[Problem to solve]
Please retype everything below from the line containing "outline **pine tree**" down to the line containing "POLYGON ((132 24, 132", both included, leaving the pictures out.
'''
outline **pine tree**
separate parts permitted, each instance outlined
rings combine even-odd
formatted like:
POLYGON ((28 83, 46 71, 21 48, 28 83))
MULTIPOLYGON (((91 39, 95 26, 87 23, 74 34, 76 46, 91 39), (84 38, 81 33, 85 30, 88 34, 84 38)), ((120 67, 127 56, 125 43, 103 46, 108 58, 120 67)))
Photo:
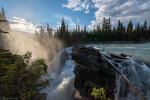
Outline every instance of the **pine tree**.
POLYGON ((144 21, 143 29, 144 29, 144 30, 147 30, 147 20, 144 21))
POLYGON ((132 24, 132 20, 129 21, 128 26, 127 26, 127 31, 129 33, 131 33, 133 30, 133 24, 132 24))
'''
'''
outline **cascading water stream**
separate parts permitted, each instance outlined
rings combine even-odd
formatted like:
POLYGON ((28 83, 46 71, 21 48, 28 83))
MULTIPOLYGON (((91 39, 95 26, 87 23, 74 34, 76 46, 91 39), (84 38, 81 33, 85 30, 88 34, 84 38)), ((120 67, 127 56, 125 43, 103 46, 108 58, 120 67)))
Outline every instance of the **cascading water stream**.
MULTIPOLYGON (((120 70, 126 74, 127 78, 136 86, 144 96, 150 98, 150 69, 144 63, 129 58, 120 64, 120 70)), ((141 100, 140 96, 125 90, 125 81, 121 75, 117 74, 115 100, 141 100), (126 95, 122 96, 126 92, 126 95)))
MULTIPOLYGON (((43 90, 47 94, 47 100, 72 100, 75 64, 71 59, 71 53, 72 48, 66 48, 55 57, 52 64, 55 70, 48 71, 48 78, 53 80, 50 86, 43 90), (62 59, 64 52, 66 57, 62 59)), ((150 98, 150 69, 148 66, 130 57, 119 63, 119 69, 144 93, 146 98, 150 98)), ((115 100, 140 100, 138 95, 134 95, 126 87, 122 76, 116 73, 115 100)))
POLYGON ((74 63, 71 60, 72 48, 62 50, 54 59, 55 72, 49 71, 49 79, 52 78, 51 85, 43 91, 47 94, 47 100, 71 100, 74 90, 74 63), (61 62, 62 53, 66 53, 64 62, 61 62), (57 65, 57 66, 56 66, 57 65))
'''
[Response to this task]
outline **pine tree**
separate parts permitted, each instance outlined
rings combine even-odd
formatted like:
POLYGON ((28 83, 46 71, 21 48, 28 83))
MULTIPOLYGON (((91 39, 95 26, 87 23, 74 34, 76 46, 91 39), (84 38, 81 33, 85 30, 88 34, 84 38)), ((120 67, 127 56, 125 43, 103 46, 108 58, 120 67)))
Photo:
Outline every instance of the **pine tree**.
POLYGON ((144 21, 143 29, 144 29, 144 30, 147 30, 147 20, 144 21))
POLYGON ((132 24, 132 20, 129 21, 128 26, 127 26, 127 31, 129 33, 131 33, 133 30, 133 24, 132 24))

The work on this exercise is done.